Rewrite all the records below, replacing "largest disc" with "biggest circle" and leaving everything else as it is.

=====

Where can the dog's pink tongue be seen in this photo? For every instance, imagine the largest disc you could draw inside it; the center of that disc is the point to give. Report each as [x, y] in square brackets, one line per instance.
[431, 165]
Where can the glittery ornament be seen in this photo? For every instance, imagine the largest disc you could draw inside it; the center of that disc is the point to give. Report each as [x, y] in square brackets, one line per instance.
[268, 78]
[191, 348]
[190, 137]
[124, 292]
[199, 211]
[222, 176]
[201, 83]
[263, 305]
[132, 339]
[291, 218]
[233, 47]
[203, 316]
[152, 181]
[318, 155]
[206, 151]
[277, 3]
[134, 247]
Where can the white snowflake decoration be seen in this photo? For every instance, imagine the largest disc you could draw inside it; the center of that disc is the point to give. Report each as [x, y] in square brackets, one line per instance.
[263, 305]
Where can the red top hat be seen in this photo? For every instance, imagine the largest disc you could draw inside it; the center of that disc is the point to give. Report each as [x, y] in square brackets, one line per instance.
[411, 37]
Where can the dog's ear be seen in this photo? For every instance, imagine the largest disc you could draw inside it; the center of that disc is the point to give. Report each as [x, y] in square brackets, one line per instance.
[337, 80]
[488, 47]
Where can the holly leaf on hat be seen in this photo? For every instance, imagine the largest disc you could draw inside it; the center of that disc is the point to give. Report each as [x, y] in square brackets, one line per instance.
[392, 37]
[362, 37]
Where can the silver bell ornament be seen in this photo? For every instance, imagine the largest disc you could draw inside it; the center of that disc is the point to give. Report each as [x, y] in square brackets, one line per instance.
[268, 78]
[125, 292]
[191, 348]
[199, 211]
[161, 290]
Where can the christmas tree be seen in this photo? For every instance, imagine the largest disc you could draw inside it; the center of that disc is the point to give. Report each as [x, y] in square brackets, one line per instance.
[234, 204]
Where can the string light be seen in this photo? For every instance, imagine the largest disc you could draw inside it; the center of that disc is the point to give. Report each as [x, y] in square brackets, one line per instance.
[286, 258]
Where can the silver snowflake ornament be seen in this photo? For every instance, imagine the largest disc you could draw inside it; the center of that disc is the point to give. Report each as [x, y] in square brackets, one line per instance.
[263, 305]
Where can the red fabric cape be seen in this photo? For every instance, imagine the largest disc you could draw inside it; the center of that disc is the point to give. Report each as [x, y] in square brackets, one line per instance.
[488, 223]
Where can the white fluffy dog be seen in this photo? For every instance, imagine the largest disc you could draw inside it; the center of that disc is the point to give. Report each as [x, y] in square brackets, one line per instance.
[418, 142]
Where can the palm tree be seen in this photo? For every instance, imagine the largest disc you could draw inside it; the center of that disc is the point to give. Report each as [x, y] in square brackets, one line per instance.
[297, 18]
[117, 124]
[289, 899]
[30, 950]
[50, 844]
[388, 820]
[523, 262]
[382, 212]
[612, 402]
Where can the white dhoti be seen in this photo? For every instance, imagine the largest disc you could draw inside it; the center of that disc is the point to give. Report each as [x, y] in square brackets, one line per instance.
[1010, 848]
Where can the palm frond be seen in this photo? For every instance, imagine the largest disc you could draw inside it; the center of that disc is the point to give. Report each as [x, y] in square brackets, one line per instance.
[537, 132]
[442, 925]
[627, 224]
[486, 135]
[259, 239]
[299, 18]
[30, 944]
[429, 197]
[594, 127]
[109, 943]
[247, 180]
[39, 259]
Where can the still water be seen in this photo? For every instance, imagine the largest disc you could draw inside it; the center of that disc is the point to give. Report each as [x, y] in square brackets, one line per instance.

=====

EXPECTED ANSWER:
Where can the dog's pink tongue be seen in this photo? For every instance, imagine the biggest circle you could draw inside it; the center of that disc is the point to give. Report each as [x, y] in square brackets, one line per instance.
[431, 165]
Where can the glittery ornament be seen in this photo? For every instance, imagine the biggest circle you could draw inside it; the center of that disc is the point to give. Report each as [x, y] in square brackets, one line per instance.
[268, 78]
[191, 348]
[190, 137]
[124, 292]
[199, 211]
[222, 176]
[201, 83]
[263, 305]
[132, 339]
[291, 218]
[233, 47]
[203, 316]
[152, 181]
[318, 155]
[206, 151]
[277, 3]
[134, 247]
Where can the white snowflake decoration be seen in this photo? For every instance, imagine the biggest circle you could draw inside it; the center of that disc is the point to give. Report each as [x, y] in square brackets, one line per instance.
[263, 305]
Where can the red top hat be seen in this photo? For every instance, imagine the biggest circle you could draw inside it; the center of that disc is the point to give. Report each as [x, y] in square brackets, one line per instance.
[411, 37]
Where can the dog's ear be seen in this photo? For every instance, imagine the biggest circle you could draw inside it; the center of that disc is the point to give. Report each as [x, y] in square brackets, one line per instance.
[337, 80]
[488, 47]
Where can the holly leaf on hat be seen in this photo? For every instance, imagine the biggest circle you could draw inside it; the center of that disc is the point to give. Report each as [x, y] in square brackets, one line per instance.
[392, 37]
[362, 37]
Where can the silver bell ornament be seen in this photo? For every instance, imagine the biggest circle you could draw inside it; the center of that disc is the point to give. Report each as [x, y] in square brackets, one line per instance.
[268, 78]
[125, 292]
[191, 348]
[199, 211]
[161, 290]
Where can the christmas tree be seen in this photo? For every instance, imagine the biggest circle you could draw inside it; the center of that disc is the point to give. Report each as [x, y] in square brackets, one line per instance.
[234, 204]
Where can the string light be seen in this photo? For every instance, imagine the biggest circle you could draw inside it; the center of that disc is the point to give. Report each as [x, y] in square brackets, one line per instance.
[286, 258]
Where can the silver snowflake ornament be seen in this photo? For every instance, imagine the biggest circle you could draw inside it; the center of that disc is the point to give. Report each as [x, y] in square brackets, one line per instance.
[263, 305]
Where can the red fabric cape be seen in this photo? For every instance, imagine the biggest circle you could draw inside it; the center of that disc is the point to give. Report each as [x, y] in square brackets, one line per instance.
[488, 223]
Where can the white fluffy dog be seen in this photo? For every instance, imagine the biggest circle you could draw inside it; the center of that disc is the point to give. Report each as [x, y] in square brackets, one line per instance.
[418, 142]
Where can the palm tree be seen in this photo? For every instance, imagine the biggest circle you could draw inside it; the center of that disc is the point to give. Report each as [x, y] in square brackets, one line per instance.
[297, 18]
[117, 124]
[289, 899]
[30, 950]
[50, 844]
[388, 820]
[523, 262]
[382, 212]
[612, 402]
Where can the white dhoti be seen in this photo? For every instance, imagine the biggest circle you could draw inside it; the center of that disc is the point to give. Report each as [x, y] in square brackets, one line per instance.
[1010, 848]
Where can the palm frond be seen in this photo? For every instance, imagine the biggest circle you could draw inside it; the center of that disc is the point to give. Report each as [x, y] in square brackets, one line per instance.
[537, 132]
[442, 925]
[627, 224]
[486, 135]
[259, 239]
[299, 18]
[30, 944]
[429, 197]
[594, 127]
[109, 943]
[247, 180]
[39, 259]
Where can the still water be seen in this photo? For every instance, imagine the biggest circle you could draw inside it; the center of that disc is the point to give. Report each as [x, y] in square brackets, one line per instance.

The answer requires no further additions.